# Items listed in a dataset
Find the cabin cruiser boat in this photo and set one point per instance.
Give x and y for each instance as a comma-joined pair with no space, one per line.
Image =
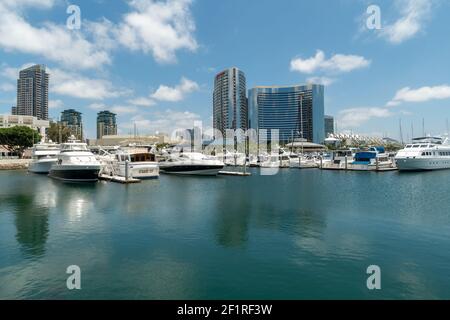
427,153
276,160
299,161
75,164
191,163
44,155
141,165
373,157
234,158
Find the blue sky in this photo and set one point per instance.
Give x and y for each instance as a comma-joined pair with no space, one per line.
153,62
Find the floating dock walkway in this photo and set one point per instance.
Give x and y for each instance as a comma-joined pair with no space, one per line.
118,179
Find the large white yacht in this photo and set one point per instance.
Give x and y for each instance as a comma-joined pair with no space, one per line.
191,163
141,165
44,155
75,164
429,153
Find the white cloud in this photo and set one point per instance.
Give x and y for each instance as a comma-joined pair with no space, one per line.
414,14
355,117
55,104
337,63
54,42
177,93
118,109
321,80
167,121
422,94
81,87
159,28
142,102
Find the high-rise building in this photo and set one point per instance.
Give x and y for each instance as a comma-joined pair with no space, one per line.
32,92
230,109
329,125
297,112
106,124
72,119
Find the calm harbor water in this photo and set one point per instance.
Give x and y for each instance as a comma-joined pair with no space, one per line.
296,235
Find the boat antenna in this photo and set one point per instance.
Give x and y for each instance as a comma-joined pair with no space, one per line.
423,126
401,131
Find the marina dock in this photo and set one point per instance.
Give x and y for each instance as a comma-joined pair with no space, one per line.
118,179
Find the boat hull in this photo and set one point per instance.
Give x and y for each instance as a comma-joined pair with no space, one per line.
41,167
210,170
422,164
75,173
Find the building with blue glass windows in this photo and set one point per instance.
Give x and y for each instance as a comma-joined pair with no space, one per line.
297,112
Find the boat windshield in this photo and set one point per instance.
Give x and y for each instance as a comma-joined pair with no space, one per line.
74,147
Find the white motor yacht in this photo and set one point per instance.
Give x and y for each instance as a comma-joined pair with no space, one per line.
428,153
141,165
276,160
44,155
191,163
75,164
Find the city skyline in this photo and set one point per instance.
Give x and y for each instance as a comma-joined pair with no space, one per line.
373,77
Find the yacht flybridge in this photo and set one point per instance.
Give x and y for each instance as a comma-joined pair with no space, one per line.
427,153
75,163
44,155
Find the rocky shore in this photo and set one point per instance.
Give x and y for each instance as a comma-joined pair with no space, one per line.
14,164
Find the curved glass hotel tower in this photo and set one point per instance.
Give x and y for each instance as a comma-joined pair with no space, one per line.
296,111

# Task requirements
Copy every line from the one containing "Find the white motor" through the final line, including both. Keep the request lines unchanged, but multiply each coordinate in the answers by 1.05 and round to the nearest whole number, with halves rounded up.

# Response for this exercise
Find the white motor yacht in this photo and set one point per instance.
Give x and y for each instance as a comma-joined pair with no space, one per line.
449,161
148,173
290,168
46,163
201,171
79,172
Find the city skyline in this photo and set one point per instance.
Give x and y for each instance as a comma-joined pair with no space, one per line.
392,81
Find the yacht flybridge in this photo and set one point per instance.
Give x and y for each instance as a comma-joined pair with no space, one per line.
448,161
79,171
46,163
Find the rocky shore in this photo and set one point per instance.
Give x and y for each instance as a comma-joined pair with no space, one per line.
15,172
Find the curved glass hotel tower in this photo and set one point per instance.
Give x and y for each instance as a comma-joined pair with no space, one per line.
311,117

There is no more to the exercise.